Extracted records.
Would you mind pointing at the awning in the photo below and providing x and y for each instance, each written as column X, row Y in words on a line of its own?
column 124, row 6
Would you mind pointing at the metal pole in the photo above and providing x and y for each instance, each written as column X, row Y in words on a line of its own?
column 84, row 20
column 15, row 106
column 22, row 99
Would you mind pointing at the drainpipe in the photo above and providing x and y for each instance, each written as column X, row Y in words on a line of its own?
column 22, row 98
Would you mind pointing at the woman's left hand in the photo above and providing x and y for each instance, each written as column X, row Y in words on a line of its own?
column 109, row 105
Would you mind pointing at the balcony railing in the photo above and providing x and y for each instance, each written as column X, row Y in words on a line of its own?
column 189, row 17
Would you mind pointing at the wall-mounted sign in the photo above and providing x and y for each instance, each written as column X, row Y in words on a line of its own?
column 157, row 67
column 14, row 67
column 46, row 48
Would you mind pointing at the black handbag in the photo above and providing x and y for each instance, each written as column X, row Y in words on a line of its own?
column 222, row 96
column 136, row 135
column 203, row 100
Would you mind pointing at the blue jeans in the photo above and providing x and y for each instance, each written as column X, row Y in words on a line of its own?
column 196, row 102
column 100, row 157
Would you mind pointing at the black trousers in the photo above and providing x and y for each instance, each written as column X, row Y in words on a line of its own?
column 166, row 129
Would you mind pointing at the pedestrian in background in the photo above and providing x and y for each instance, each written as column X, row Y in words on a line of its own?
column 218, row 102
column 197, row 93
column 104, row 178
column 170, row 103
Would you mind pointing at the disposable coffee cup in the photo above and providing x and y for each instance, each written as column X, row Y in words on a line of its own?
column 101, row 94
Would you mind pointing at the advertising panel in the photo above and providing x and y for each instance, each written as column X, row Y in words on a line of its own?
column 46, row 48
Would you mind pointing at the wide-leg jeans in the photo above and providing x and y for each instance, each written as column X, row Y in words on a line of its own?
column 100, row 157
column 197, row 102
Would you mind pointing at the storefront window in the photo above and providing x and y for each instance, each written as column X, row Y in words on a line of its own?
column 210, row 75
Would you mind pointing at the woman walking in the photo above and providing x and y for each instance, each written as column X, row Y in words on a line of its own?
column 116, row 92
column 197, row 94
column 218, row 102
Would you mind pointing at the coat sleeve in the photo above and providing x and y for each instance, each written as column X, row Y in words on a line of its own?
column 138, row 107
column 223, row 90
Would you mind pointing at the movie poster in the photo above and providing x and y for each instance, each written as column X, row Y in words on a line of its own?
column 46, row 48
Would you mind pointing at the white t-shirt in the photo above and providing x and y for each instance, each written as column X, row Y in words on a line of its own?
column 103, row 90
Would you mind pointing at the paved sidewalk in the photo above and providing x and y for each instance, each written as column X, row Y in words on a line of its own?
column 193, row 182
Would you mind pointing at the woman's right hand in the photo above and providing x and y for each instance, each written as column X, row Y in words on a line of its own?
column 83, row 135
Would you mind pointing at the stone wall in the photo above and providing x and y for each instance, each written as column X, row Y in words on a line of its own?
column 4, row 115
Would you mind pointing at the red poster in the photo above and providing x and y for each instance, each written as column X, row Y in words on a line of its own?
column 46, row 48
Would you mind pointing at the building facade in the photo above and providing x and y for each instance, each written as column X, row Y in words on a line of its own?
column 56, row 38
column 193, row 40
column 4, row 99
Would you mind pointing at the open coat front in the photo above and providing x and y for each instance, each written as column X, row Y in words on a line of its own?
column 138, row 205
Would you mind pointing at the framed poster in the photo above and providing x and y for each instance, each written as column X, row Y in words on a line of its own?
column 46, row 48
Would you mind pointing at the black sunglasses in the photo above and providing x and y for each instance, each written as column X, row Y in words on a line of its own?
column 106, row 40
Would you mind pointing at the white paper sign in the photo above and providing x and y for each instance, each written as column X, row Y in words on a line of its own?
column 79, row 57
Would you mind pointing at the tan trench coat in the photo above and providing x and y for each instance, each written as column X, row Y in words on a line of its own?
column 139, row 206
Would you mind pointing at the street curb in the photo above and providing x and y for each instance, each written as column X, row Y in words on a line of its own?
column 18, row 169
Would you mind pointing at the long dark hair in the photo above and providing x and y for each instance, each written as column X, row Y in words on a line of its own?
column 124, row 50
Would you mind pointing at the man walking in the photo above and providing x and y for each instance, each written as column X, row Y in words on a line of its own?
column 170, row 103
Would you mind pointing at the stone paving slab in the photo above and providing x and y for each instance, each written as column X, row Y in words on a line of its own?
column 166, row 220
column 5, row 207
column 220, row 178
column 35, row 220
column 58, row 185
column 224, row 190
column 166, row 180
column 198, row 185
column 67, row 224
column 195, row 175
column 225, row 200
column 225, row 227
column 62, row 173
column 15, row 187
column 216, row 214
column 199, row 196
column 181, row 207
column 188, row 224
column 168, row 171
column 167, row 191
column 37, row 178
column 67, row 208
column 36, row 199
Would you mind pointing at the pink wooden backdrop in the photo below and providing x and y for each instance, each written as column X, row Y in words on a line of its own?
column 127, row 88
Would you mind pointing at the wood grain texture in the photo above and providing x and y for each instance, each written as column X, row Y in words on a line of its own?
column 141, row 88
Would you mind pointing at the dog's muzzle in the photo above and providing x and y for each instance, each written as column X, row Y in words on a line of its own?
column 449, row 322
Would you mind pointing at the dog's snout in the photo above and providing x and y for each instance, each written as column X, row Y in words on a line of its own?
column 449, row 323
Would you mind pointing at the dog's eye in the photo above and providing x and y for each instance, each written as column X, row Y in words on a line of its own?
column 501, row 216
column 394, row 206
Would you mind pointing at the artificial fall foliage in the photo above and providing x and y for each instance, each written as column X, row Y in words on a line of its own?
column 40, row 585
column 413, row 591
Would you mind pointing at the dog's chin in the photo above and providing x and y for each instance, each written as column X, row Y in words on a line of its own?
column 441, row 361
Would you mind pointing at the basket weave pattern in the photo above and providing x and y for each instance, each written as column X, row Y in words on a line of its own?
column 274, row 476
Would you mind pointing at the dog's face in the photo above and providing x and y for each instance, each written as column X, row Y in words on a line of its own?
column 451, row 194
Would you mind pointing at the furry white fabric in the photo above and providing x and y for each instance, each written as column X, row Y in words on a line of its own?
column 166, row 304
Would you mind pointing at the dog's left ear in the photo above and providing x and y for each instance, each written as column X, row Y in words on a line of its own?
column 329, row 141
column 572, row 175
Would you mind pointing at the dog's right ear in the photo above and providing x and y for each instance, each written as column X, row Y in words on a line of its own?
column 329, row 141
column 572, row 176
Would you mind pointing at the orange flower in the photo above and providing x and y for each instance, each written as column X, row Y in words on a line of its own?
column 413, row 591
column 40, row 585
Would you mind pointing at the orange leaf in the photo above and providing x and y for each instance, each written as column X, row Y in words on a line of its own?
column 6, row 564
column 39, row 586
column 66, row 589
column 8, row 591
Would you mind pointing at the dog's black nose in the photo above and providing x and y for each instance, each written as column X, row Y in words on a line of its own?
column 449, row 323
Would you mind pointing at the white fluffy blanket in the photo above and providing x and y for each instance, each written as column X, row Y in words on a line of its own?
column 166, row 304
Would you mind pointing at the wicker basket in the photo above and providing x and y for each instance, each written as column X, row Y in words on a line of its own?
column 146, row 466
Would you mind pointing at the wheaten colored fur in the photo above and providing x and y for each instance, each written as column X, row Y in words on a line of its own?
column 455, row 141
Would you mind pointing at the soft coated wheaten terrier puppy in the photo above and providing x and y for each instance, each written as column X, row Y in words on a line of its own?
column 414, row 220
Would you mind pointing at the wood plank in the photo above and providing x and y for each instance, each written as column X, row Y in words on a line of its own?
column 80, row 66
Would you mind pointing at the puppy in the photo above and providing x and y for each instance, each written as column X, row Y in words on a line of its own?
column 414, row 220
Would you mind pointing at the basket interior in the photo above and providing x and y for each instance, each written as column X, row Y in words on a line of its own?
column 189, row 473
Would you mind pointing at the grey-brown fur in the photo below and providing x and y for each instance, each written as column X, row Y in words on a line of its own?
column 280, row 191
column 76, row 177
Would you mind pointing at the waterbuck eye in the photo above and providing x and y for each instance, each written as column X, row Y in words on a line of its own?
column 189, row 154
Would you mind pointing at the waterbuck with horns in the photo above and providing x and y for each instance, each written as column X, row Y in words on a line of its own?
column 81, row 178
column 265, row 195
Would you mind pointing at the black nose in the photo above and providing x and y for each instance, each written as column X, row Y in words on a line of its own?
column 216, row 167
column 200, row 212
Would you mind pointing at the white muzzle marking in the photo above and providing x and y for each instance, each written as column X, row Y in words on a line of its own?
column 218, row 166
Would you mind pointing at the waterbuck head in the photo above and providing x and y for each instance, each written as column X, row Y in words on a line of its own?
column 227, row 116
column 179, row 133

STATED EXERCISE. Revise the stretch from the start of the records through the line that contains "column 22, row 98" by replacing "drainpipe" with "downspout", and reproduce those lines with nothing else changed.

SOLUTION FOR THIS TASK.
Would you mind pointing at the awning in the photo below and providing x and y for each instance, each written as column X, row Y in words on a line of its own?
column 124, row 6
Would you mind pointing at the metal pole in the photo above and providing x and y for each instance, each written as column X, row Y in words on a line of its own?
column 84, row 20
column 15, row 106
column 22, row 99
Would you mind pointing at the downspout in the photo above and providing x and y for each instance, each written as column X, row Y in words on a line of its own?
column 22, row 98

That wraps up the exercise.